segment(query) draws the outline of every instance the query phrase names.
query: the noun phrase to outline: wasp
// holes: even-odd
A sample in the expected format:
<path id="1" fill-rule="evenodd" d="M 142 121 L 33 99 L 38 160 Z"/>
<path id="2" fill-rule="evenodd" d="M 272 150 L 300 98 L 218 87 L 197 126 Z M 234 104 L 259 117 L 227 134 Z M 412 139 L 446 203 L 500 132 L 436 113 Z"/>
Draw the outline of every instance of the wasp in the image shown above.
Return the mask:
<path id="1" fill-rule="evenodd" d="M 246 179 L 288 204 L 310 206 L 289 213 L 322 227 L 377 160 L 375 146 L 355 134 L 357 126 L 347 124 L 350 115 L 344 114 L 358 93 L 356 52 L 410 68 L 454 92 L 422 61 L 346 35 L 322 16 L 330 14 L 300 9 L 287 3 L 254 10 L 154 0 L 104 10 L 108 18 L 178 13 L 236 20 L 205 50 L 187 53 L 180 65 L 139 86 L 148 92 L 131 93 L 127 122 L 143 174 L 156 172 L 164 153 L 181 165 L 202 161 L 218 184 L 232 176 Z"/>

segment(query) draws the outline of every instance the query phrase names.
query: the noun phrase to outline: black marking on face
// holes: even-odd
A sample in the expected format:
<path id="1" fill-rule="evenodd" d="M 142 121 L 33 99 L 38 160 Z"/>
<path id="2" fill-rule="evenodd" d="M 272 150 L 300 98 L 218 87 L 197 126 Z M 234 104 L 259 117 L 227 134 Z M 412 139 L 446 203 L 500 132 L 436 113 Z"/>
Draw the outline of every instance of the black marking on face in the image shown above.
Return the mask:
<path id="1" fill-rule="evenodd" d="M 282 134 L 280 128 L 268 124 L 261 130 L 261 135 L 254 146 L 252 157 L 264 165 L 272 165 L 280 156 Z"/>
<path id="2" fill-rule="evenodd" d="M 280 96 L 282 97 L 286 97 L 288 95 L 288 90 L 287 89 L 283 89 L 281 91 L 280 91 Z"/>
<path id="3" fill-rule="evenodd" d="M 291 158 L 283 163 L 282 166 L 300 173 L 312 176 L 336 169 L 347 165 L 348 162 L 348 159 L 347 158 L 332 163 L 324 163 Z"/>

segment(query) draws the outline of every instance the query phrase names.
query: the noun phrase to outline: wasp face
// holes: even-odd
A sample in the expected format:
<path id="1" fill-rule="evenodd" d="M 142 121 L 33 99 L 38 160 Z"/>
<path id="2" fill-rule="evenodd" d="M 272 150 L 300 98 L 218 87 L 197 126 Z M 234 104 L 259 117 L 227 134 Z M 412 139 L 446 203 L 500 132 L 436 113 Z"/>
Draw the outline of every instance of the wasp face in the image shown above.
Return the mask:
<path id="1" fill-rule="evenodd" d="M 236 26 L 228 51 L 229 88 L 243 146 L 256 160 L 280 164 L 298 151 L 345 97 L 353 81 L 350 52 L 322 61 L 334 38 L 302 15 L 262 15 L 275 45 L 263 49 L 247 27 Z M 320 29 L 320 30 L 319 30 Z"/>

▶ _JOB_
Retype the records that precede this task, keeping them exactly the same.

▶ _EXERCISE SOLUTION_
segment(query) draws the outline of every instance the query phrase names.
query: the noun phrase to outline: wasp
// holes: even-odd
A sample in the expected format:
<path id="1" fill-rule="evenodd" d="M 142 121 L 33 99 L 38 160 Z"/>
<path id="2" fill-rule="evenodd" d="M 272 150 L 300 98 L 218 87 L 197 126 Z M 234 104 L 259 117 L 227 134 Z M 412 139 L 446 203 L 500 132 L 436 113 Z"/>
Draw the outline of every instance of the wasp in the image shown above.
Return the mask:
<path id="1" fill-rule="evenodd" d="M 246 179 L 288 204 L 310 206 L 289 213 L 322 227 L 377 160 L 375 146 L 355 134 L 357 126 L 347 124 L 350 115 L 344 114 L 358 93 L 356 52 L 410 68 L 454 92 L 422 61 L 346 35 L 322 16 L 330 14 L 300 9 L 287 3 L 254 10 L 154 0 L 104 10 L 108 18 L 178 13 L 236 20 L 205 50 L 187 53 L 180 65 L 139 86 L 148 92 L 131 93 L 127 122 L 143 174 L 156 172 L 164 153 L 181 165 L 202 161 L 218 184 L 232 176 Z"/>

segment(query) draws the outline of every instance the query phrase names.
query: the noun phrase to outline: black marking on face
// holes: even-odd
A sample in the expected format:
<path id="1" fill-rule="evenodd" d="M 142 121 L 33 99 L 38 160 Z"/>
<path id="2" fill-rule="evenodd" d="M 272 150 L 300 98 L 218 87 L 197 126 Z M 234 104 L 259 117 L 227 134 Z M 412 139 L 446 203 L 500 132 L 436 113 Z"/>
Draw the outline of every instance of the black marking on face in the image shown above.
Return the mask:
<path id="1" fill-rule="evenodd" d="M 282 134 L 280 128 L 268 124 L 261 130 L 261 135 L 254 146 L 252 157 L 264 165 L 272 165 L 280 156 Z"/>
<path id="2" fill-rule="evenodd" d="M 280 96 L 282 97 L 286 97 L 288 95 L 288 90 L 287 89 L 283 89 L 281 91 L 280 91 Z"/>
<path id="3" fill-rule="evenodd" d="M 291 158 L 283 163 L 282 166 L 300 173 L 312 176 L 336 169 L 347 165 L 348 162 L 348 159 L 347 158 L 332 163 L 324 163 Z"/>

segment(query) draws the outline of every instance the query phrase names.
query: the noun phrase to outline: wasp face
// holes: even-odd
A sample in the expected format:
<path id="1" fill-rule="evenodd" d="M 142 121 L 33 99 L 38 160 Z"/>
<path id="2" fill-rule="evenodd" d="M 272 150 L 300 98 L 218 87 L 197 126 Z M 234 104 L 259 117 L 227 134 Z M 412 139 L 446 203 L 500 132 L 436 113 Z"/>
Draw the outline of every instance of the wasp face in the image shown above.
Return the mask:
<path id="1" fill-rule="evenodd" d="M 236 26 L 228 51 L 229 88 L 243 146 L 256 160 L 280 164 L 298 151 L 345 97 L 353 81 L 350 52 L 322 61 L 334 38 L 302 15 L 262 15 L 275 45 L 263 49 L 247 27 Z M 320 29 L 320 30 L 319 30 Z"/>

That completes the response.